(TASK GOAL): The expected answer is the set of lines in the data below between the line holding "Target: distant green field" and the line holding "[point] low green", inclusive, written out exactly.

(MATERIAL PROVIDED):
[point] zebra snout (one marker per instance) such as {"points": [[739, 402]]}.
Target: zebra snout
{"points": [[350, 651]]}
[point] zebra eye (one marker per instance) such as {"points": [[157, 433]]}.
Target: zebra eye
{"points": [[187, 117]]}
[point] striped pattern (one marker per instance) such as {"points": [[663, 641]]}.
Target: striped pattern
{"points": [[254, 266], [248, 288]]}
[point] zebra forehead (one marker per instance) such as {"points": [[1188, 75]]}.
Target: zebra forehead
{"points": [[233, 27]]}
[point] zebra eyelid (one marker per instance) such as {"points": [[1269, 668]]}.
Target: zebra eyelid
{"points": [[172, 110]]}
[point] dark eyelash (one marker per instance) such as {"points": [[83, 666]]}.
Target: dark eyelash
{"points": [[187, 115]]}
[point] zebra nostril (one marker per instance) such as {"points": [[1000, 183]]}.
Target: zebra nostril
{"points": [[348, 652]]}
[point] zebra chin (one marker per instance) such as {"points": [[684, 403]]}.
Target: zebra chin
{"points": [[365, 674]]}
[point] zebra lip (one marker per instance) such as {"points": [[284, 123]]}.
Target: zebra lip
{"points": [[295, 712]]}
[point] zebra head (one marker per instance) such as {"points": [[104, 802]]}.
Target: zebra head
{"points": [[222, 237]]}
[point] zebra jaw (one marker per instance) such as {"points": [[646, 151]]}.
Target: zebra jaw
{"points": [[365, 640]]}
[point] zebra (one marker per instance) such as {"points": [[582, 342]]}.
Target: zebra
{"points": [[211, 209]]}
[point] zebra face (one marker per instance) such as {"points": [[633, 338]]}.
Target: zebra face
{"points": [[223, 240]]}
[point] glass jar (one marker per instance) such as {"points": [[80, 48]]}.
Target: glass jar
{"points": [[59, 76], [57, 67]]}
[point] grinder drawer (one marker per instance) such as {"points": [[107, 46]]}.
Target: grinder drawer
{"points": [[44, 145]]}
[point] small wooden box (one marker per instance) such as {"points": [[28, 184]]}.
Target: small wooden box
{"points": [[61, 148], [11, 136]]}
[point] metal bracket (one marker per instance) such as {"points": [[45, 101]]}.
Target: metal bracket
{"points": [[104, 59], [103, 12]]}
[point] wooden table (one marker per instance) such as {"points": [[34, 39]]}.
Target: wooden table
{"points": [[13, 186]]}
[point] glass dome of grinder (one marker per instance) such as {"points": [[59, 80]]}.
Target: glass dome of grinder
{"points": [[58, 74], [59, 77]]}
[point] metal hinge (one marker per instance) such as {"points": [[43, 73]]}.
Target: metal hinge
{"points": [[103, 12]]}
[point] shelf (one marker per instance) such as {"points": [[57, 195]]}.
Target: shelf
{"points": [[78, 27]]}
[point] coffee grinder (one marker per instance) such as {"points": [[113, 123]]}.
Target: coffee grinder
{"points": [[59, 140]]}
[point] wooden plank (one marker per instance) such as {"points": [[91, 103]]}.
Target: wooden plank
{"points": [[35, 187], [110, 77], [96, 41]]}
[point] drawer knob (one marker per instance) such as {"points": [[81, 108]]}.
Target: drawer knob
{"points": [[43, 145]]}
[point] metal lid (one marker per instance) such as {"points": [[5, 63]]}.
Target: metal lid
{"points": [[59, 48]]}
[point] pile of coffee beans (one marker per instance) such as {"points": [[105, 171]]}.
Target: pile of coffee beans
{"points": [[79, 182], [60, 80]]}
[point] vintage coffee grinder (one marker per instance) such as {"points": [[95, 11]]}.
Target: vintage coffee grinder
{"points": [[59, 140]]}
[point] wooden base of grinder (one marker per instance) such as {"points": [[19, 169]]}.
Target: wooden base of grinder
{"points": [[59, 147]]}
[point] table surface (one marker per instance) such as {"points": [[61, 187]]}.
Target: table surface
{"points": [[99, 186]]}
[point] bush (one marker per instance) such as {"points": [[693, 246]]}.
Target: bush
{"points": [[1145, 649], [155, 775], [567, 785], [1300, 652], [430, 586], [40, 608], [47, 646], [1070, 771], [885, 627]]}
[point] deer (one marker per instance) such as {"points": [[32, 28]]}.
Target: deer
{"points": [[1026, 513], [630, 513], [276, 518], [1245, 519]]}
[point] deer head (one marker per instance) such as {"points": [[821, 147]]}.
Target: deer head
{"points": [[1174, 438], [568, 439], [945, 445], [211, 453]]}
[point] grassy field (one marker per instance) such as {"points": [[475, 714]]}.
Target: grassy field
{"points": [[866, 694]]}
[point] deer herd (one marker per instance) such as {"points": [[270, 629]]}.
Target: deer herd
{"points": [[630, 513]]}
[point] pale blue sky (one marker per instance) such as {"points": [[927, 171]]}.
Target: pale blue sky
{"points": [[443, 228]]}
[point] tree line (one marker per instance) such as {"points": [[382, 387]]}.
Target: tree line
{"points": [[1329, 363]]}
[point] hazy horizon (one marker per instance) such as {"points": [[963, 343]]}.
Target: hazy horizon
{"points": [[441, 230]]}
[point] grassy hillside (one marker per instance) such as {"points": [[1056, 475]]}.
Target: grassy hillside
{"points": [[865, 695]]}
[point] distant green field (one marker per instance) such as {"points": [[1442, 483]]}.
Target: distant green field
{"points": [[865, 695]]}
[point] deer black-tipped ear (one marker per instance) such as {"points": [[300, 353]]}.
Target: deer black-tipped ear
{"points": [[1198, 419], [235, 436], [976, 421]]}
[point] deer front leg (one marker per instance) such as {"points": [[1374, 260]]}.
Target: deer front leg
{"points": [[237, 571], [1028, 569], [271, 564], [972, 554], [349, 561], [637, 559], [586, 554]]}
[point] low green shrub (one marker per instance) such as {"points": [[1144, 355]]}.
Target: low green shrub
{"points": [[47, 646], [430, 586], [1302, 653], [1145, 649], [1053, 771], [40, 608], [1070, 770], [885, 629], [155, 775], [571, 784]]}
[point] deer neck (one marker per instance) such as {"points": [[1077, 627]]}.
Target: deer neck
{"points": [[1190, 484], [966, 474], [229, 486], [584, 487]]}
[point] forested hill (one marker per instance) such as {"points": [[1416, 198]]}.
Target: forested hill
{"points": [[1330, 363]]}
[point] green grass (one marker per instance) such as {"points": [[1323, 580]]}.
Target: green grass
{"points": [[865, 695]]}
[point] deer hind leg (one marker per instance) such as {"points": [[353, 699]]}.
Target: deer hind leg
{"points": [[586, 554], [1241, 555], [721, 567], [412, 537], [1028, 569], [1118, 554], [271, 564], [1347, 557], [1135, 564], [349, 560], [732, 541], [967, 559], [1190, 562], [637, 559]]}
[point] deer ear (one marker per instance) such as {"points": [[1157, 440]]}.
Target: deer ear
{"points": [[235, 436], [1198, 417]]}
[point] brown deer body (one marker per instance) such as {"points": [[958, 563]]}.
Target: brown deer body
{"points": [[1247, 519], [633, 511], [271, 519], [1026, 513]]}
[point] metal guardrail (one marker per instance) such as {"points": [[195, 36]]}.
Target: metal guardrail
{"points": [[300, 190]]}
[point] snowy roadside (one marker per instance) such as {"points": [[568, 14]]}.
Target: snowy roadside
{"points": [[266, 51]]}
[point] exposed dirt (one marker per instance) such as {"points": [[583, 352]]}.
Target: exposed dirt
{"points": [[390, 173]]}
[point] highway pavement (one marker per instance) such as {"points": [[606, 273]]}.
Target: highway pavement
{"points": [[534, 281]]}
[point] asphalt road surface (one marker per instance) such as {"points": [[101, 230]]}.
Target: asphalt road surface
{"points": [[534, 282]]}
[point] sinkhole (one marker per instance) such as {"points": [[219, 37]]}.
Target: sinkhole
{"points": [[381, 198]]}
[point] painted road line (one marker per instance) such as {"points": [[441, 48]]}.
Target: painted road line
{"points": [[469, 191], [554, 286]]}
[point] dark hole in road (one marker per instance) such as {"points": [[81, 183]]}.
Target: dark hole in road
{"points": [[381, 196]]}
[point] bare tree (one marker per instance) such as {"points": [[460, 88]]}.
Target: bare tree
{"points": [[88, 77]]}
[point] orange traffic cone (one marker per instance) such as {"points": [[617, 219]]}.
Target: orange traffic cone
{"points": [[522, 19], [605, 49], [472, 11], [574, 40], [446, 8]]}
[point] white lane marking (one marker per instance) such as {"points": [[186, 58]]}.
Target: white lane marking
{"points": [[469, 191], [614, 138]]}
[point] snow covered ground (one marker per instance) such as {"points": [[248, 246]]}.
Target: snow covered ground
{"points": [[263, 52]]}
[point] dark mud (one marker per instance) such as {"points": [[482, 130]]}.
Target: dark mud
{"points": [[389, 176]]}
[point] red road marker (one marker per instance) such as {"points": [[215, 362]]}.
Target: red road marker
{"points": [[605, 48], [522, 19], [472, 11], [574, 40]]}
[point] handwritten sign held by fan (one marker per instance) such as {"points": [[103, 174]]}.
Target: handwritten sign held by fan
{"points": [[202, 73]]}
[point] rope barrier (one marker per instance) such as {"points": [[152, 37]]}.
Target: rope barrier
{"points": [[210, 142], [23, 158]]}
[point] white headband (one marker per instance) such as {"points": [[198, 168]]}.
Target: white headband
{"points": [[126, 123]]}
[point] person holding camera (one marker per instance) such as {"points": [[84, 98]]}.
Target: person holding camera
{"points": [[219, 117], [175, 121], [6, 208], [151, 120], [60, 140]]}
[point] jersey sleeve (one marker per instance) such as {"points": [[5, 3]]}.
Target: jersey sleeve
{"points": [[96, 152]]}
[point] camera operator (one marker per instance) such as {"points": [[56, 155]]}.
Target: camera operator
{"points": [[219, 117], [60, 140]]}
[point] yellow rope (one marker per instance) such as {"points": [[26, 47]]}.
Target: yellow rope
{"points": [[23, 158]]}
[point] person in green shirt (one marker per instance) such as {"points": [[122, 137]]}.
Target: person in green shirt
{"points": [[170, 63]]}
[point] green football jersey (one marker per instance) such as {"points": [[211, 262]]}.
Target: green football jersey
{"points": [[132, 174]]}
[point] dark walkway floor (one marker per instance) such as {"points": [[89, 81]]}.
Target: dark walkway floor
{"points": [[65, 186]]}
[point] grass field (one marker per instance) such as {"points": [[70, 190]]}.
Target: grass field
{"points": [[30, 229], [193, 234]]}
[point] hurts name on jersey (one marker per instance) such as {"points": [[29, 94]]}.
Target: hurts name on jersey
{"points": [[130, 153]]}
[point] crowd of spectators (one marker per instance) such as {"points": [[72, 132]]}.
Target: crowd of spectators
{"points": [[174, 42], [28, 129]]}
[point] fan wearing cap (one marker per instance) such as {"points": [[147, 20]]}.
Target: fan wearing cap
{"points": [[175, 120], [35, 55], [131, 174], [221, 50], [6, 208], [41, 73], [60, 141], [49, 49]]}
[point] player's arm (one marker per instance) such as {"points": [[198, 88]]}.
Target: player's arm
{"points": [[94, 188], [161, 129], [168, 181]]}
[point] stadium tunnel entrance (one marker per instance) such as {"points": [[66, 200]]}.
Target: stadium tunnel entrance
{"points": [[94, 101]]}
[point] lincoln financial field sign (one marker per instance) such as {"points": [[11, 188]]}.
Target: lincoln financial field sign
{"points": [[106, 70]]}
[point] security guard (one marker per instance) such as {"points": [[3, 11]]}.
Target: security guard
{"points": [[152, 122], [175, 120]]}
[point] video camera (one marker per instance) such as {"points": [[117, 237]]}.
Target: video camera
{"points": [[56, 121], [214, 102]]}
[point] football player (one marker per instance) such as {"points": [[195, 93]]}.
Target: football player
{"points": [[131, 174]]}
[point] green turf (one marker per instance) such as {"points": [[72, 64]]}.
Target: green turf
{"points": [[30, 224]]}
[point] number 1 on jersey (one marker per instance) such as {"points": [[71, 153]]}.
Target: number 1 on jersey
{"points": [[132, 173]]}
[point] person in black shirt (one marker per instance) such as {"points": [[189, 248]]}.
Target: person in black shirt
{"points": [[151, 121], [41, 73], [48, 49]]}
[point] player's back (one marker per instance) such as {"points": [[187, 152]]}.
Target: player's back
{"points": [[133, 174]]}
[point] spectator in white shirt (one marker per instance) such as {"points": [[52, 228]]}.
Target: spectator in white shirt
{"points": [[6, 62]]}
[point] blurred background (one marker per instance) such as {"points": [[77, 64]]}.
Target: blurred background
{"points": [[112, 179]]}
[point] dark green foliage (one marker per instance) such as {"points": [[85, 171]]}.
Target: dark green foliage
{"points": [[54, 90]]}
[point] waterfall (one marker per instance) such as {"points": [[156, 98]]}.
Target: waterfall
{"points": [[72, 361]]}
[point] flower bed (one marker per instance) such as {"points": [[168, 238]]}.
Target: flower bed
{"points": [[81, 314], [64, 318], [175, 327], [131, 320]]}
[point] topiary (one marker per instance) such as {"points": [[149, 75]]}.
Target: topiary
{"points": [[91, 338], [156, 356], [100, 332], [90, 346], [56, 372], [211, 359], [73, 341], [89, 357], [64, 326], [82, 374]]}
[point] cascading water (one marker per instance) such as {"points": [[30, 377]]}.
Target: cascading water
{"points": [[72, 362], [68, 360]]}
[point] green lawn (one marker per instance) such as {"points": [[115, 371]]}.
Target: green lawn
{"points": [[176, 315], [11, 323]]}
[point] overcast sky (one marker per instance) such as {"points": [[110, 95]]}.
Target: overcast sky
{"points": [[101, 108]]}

(RESULT BELOW):
Target: distant green field
{"points": [[865, 695]]}
[point] deer black-tipped ear (one marker per instance) such as {"points": [[300, 353]]}.
Target: deer black-tipped ear
{"points": [[1198, 419], [235, 436], [976, 421]]}
[point] deer front leg (one marker per instance) such as {"points": [[1374, 260]]}.
Target: deer front leg
{"points": [[237, 571], [1028, 569], [271, 564], [972, 554], [349, 561], [637, 559], [586, 554]]}
[point] low green shrub (one marker per instance) such as {"points": [[1144, 355]]}.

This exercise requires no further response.